══ SUPPLIED RECORDS ══
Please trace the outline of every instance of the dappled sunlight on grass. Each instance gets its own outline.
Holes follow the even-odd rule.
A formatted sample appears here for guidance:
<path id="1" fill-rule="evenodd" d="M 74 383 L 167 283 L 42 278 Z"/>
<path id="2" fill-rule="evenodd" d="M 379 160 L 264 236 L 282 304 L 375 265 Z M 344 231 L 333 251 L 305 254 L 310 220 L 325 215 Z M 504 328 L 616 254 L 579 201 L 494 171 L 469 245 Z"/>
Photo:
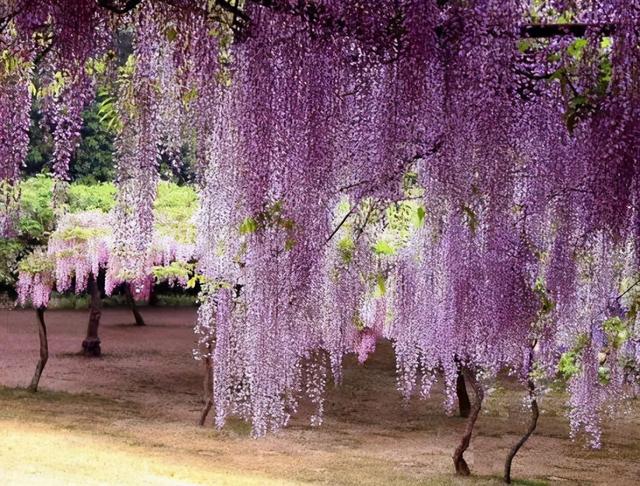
═══
● **REQUIREMENTS**
Update the data above by replacing "dappled sunlight on grass" with "fallen leaves on a path" and reproducing everything else unchanged. Omit the pictures from your answer.

● **CORRECT RESULT**
Please trace the outline of every instance of the fallen leaves on a path. Each instance gets its own outline.
Holes follow the even-odd rule.
A formatted sample appears here for guidance:
<path id="1" fill-rule="evenodd" d="M 74 383 L 167 283 L 42 278 Z"/>
<path id="2" fill-rule="evenodd" d="M 379 160 L 264 236 L 282 304 L 375 265 Z M 344 231 L 333 251 L 305 254 L 310 220 L 325 215 Z M 504 328 L 616 254 L 579 201 L 494 171 L 469 245 Z"/>
Photo:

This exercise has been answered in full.